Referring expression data
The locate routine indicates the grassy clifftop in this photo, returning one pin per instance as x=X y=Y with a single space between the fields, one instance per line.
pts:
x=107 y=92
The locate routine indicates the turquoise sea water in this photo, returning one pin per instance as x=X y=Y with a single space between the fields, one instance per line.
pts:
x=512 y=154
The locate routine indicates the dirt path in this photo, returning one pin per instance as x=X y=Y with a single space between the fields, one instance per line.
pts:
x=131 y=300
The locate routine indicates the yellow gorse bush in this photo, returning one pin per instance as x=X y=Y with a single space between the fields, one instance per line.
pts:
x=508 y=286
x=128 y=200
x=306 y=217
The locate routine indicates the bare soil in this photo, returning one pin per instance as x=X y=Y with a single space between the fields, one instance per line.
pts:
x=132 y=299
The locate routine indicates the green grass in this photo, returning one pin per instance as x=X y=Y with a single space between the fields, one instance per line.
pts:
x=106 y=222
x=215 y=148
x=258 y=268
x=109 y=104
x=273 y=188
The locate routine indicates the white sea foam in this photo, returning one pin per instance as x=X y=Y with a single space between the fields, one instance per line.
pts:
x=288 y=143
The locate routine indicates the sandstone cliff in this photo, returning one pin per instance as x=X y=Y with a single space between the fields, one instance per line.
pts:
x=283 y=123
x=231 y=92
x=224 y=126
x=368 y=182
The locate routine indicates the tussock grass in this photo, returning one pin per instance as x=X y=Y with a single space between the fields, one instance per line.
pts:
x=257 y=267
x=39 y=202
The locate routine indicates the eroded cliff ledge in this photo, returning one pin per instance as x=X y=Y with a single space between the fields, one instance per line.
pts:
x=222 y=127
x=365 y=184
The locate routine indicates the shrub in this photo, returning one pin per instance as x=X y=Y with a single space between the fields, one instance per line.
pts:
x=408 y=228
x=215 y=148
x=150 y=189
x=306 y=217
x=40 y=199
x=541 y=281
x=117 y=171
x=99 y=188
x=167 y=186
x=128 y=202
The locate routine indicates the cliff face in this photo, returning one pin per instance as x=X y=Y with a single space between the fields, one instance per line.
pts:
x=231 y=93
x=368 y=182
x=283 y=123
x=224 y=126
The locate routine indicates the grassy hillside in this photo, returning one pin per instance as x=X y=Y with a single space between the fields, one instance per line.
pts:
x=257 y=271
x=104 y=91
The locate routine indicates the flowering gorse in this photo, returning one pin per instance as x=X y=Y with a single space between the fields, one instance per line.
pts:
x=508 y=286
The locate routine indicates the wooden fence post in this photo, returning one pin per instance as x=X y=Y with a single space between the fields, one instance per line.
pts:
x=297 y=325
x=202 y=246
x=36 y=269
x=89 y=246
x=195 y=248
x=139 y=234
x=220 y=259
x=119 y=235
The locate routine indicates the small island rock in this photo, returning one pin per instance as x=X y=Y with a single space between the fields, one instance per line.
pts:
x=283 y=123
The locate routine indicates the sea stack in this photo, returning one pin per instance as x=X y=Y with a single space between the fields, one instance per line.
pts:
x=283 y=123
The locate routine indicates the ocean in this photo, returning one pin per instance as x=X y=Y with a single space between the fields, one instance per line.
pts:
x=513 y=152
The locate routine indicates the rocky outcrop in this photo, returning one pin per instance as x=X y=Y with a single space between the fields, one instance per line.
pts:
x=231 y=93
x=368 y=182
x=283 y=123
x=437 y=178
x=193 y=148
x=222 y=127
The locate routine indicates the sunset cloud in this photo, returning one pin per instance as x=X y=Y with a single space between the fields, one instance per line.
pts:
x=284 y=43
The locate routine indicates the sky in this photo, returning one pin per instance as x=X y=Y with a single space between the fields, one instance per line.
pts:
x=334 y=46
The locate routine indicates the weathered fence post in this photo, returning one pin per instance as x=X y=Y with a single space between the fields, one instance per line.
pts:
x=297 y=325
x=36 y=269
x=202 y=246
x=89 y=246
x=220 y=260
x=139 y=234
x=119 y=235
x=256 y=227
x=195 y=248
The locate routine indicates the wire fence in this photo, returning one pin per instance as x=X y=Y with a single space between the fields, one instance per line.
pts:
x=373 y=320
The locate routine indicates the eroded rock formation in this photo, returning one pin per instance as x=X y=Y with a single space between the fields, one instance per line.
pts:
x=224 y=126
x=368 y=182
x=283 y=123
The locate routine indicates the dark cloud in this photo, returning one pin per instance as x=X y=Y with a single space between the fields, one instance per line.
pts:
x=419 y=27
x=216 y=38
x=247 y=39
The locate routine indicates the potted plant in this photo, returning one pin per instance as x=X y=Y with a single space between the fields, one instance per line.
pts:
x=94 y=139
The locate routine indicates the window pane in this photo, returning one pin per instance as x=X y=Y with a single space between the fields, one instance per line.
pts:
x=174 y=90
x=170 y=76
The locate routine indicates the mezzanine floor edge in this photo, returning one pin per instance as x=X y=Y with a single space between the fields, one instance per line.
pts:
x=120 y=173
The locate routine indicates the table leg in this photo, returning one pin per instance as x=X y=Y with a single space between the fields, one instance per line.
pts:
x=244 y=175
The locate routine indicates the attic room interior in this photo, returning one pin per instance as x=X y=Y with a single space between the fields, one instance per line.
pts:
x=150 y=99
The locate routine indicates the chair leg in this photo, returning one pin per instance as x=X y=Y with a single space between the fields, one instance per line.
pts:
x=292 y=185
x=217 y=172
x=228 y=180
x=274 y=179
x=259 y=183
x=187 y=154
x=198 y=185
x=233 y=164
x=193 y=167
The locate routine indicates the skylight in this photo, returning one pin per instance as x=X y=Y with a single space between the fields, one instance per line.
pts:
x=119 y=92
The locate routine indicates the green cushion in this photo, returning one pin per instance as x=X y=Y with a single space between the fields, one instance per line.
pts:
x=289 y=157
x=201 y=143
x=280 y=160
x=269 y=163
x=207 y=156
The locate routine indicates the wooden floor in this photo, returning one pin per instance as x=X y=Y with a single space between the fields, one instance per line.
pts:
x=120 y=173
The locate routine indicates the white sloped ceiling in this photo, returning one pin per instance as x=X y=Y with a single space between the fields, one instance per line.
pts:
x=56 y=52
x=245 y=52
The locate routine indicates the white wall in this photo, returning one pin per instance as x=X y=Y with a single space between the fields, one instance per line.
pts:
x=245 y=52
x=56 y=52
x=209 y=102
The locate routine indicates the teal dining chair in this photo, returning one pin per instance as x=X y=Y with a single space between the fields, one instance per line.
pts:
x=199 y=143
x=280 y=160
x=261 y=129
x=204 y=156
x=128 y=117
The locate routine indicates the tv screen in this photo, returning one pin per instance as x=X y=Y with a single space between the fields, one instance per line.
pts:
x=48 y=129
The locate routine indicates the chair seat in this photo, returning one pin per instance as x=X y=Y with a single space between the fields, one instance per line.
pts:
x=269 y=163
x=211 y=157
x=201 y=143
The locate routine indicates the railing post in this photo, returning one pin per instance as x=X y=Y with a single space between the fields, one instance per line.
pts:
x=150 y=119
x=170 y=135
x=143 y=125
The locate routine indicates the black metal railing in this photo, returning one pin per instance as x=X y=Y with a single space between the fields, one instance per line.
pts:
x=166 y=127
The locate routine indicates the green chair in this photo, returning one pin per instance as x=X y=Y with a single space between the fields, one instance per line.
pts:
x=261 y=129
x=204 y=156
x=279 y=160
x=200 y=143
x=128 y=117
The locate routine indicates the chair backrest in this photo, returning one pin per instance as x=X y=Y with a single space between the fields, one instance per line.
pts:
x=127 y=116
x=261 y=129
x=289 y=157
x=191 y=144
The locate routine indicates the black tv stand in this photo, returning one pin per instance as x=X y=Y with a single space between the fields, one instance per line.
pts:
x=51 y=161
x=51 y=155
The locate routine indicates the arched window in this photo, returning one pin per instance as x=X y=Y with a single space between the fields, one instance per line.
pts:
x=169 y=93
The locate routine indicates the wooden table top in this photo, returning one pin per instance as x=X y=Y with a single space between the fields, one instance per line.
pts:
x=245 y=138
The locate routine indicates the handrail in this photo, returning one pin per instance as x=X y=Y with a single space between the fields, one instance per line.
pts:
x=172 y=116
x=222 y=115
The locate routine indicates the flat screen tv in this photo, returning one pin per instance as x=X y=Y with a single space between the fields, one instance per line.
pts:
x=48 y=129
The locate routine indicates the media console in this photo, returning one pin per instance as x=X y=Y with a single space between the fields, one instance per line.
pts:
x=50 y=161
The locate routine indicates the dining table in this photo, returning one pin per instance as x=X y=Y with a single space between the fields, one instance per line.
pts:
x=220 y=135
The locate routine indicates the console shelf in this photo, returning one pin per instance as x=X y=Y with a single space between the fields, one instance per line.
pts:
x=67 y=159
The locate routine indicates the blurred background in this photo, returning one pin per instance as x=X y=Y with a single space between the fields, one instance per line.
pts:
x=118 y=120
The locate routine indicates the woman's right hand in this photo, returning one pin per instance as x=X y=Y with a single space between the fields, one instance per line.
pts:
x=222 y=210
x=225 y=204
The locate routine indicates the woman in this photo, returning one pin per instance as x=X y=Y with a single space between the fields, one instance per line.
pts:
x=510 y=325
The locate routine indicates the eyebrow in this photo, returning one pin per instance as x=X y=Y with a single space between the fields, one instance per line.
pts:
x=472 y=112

• PROMPT:
Nothing but the lines from the one holding "The locate routine indicates the woman in" to the end of the entries should be returned, each exactly as it stands.

• REPLY TO THE TASK:
The locate routine indicates the woman in this photo, returning one pin per instance as x=X y=Y with a single space between the fields, one instance per line.
pts:
x=510 y=325
The locate routine indicates the eyebrow in this photo, returning one pin per instance as x=X y=Y with a single space between the fields, one instance per line.
pts:
x=472 y=112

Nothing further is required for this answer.